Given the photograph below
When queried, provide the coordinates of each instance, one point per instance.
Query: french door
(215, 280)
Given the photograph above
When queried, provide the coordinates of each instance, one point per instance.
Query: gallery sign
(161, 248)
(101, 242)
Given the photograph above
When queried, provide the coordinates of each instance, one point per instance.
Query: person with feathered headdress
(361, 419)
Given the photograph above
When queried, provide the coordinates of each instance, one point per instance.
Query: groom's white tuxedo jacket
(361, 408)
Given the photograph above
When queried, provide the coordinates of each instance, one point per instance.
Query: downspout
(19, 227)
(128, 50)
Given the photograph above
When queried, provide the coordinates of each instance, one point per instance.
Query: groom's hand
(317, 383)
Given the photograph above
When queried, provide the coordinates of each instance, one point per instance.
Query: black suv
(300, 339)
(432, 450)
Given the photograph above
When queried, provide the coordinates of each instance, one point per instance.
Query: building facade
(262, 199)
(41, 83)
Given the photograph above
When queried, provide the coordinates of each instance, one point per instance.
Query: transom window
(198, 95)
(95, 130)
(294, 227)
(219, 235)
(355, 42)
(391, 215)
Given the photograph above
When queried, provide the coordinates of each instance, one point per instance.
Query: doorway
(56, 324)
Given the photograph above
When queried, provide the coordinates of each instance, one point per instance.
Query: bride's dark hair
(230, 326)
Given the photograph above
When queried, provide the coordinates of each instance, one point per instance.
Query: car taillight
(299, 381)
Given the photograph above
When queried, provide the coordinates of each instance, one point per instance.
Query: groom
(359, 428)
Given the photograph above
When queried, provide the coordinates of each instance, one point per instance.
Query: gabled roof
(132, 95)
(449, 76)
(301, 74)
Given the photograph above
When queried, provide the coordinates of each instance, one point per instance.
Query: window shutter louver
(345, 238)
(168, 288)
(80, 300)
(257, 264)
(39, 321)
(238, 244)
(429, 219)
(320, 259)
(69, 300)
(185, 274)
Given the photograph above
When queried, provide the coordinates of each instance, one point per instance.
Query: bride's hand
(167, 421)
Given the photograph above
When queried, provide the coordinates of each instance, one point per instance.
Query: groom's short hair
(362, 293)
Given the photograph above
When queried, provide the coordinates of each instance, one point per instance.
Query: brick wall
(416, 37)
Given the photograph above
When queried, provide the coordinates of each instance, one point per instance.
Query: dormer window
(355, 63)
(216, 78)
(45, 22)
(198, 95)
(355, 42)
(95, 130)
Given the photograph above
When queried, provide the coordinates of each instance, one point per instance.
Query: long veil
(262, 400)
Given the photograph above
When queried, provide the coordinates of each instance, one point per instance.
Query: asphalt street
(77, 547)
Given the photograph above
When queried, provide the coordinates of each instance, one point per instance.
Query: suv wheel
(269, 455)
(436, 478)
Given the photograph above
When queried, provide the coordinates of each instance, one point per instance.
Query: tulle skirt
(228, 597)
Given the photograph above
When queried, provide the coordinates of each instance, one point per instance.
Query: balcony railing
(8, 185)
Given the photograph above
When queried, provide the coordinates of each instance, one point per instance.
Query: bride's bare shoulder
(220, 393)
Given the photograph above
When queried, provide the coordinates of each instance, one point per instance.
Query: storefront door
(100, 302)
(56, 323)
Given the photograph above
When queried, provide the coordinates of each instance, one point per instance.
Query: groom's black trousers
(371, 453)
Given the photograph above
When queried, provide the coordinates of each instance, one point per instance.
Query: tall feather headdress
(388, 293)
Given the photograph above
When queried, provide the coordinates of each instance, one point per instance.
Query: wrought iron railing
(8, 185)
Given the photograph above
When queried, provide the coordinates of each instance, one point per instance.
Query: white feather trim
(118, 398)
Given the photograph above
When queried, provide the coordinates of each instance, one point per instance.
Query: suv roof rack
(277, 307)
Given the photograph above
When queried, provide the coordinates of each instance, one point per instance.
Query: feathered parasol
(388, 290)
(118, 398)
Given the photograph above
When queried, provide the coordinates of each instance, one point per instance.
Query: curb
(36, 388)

# # # #

▸ Instructions to follow: How many lines of the entries contain the word "roof", with case counting? Give only the number.

▸ Finished answer: 2